* Lesetext:
◇ ◇ ◇ ◇ ◇ ◇ ◇
Wurden sie fündig, haben sie überprüft, ob der Eintrag zu der entsprechenden DSI Hinweise auf die Quelle liefert. Denn bisher war es so: Wenn ein Wissenschaftler einen DNA-Strang etwa einer Zuckerrübe entschlüsselt, digitalisiert und diese Information dann in die Datenbank der ENA eingetragen hatte, konnte er frei entscheiden, ob er den Ursprungsort der Rübe angibt oder nicht. Die meisten Wis­sen­schaft­le­r oder Institute haben sich ganz offensichtlich dagegen entschieden.

„In 15 Prozent der Fälle wurden wir fündig“, sagt Matthias Lange, Bioinformatiker am IPK. Das bedeutet: In 85 Prozent der Fälle ließ sich nicht mehr feststellen, woher die DSI in der Datenbank stammen. „Das wäre eine Datengrundlage dafür, dass die Ausgleichsmechanismen des Nagoya-Protokolls funktionieren“, sagt Lange. Inzwischen hat die ENA ihre Regeln geändert: Wissenschaftler, die Gensequenzen einstellen, müssen deren Ursprungsort angeben. Daten seien für die wissenschaftliche Erkenntnis grundlegend, schreibt der Leiter der ENA, Guy Cochrane in einem Kommentar zu der Studie, aber nur dann, wenn sie auffindbar, zugänglich, austauschbar und reproduzierbar seien.
◇ ◇ ◇ ◇ ◇ ◇ ◇
* Aufgabenstellung: Gib den Lesetext von „Wurden sie fündig, haben“ bis hinunter zu „offensichtlich dagegen entschieden.“ wieder und ersetze dabei „Zuckerrübe“ durch „Kartoffel“. Die Daten sind eigenständiges Material und gehören nicht zum Lesetext.
◇ ◇ ◇ ◇ ◇ ◇ ◇
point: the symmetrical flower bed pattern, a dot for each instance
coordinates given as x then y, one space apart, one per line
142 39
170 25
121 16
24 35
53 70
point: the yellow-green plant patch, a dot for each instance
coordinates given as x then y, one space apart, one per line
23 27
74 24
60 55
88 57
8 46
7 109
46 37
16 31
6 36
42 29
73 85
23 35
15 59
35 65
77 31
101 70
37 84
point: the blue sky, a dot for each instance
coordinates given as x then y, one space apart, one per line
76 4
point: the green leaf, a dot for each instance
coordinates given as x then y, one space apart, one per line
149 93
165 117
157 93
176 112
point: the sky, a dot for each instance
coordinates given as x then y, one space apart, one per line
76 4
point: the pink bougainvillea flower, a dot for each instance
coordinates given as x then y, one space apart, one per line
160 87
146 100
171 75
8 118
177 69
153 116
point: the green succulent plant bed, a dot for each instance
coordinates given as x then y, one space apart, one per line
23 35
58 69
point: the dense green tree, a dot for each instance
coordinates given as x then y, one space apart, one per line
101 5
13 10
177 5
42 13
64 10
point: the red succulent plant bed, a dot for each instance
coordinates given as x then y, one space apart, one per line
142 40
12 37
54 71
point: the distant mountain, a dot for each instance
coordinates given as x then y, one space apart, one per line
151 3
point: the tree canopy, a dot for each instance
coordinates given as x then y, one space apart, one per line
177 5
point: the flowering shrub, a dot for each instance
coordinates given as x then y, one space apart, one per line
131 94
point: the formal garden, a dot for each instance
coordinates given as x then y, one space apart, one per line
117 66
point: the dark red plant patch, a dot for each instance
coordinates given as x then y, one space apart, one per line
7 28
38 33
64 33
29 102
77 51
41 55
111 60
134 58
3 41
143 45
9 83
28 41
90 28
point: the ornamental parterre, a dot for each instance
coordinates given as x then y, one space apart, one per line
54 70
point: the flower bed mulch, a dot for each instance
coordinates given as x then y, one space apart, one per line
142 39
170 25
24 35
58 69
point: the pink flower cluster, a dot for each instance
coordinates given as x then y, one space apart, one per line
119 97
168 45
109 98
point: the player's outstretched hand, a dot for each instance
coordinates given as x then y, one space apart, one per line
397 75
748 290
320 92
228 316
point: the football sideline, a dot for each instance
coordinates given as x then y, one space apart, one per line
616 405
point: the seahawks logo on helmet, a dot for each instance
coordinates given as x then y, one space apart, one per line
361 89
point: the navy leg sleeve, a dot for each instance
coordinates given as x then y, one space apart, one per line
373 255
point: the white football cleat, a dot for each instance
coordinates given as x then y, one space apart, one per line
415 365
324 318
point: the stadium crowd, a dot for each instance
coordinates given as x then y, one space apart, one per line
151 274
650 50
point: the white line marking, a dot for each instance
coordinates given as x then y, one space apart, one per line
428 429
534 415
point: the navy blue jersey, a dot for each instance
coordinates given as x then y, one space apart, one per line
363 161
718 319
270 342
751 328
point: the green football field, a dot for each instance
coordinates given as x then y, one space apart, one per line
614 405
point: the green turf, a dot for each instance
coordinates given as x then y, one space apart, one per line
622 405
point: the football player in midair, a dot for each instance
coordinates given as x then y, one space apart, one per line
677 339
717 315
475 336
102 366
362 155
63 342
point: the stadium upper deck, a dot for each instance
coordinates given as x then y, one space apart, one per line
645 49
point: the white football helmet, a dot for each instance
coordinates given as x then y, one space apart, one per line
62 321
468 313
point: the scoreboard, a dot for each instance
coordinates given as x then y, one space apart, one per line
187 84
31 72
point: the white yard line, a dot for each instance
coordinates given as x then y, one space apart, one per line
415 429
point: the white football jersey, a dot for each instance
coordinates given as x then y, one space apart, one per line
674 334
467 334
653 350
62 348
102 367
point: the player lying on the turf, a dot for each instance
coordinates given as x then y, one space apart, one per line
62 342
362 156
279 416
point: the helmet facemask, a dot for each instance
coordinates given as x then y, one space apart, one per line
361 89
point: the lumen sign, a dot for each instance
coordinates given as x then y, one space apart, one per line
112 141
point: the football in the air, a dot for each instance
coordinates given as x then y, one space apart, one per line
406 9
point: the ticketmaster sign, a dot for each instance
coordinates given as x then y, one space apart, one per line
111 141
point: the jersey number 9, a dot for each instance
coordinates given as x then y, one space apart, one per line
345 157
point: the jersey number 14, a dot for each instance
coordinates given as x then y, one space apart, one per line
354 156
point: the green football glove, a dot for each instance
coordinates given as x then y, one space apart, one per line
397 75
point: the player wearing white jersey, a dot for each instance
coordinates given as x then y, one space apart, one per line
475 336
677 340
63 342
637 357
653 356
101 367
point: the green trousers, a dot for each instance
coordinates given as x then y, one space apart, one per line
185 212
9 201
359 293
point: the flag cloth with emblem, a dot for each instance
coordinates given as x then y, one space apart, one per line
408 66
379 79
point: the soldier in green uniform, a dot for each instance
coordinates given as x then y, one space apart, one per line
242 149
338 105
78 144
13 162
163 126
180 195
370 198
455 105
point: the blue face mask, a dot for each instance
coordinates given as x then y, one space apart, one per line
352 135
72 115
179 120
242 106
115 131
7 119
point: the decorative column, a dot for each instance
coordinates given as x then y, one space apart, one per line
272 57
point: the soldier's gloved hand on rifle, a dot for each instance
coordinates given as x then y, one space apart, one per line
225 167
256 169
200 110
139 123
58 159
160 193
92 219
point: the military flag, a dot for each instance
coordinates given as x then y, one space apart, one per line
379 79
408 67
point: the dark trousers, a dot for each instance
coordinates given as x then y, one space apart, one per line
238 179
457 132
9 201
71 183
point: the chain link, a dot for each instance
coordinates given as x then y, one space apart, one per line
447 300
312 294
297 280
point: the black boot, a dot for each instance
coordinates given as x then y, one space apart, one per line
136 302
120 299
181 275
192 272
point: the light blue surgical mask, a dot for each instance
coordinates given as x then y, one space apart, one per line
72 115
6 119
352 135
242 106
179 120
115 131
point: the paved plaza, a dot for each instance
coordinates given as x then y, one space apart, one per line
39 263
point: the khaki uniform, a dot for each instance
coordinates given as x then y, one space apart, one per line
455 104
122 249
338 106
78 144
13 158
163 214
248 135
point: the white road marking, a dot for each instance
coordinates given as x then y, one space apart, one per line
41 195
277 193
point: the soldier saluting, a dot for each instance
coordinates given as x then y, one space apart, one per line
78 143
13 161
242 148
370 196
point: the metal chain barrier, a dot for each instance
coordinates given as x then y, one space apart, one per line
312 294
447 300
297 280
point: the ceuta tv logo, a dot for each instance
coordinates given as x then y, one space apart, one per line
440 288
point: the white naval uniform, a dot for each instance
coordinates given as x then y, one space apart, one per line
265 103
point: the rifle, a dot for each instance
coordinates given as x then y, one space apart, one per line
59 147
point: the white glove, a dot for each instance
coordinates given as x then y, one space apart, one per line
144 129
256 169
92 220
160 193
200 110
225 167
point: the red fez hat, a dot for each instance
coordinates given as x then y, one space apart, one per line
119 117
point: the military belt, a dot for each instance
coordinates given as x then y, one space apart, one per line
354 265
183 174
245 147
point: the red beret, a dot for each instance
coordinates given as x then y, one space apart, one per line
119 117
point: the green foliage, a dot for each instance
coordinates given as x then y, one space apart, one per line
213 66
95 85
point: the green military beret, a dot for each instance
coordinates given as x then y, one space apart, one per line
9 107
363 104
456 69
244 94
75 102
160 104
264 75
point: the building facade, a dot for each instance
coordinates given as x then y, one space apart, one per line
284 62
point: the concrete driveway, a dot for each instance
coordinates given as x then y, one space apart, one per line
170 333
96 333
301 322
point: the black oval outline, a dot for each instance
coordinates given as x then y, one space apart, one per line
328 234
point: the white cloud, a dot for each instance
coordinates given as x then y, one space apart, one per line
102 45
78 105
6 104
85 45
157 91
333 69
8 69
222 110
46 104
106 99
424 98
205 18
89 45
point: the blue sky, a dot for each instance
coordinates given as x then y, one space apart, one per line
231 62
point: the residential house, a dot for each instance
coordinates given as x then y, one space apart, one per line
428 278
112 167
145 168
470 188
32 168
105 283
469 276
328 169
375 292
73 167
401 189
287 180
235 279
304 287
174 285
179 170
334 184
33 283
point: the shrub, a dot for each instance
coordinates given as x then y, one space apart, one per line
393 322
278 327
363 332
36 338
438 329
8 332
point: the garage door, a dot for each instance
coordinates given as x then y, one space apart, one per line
◇ ◇ ◇ ◇ ◇ ◇ ◇
* Lösung:
Wurden sie fündig, haben sie überprüft, ob der Eintrag zu der entsprechenden DSI Hinweise auf die Quelle liefert. Denn bisher war es so: Wenn ein Wissenschaftler einen DNA-Strang etwa einer Kartoffel entschlüsselt, digitalisiert und diese Information dann in die Datenbank der ENA eingetragen hatte, konnte er frei entscheiden, ob er den Ursprungsort der Rübe angibt oder nicht. Die meisten Wis­sen­schaft­le­r oder Institute haben sich ganz offensichtlich dagegen entschieden.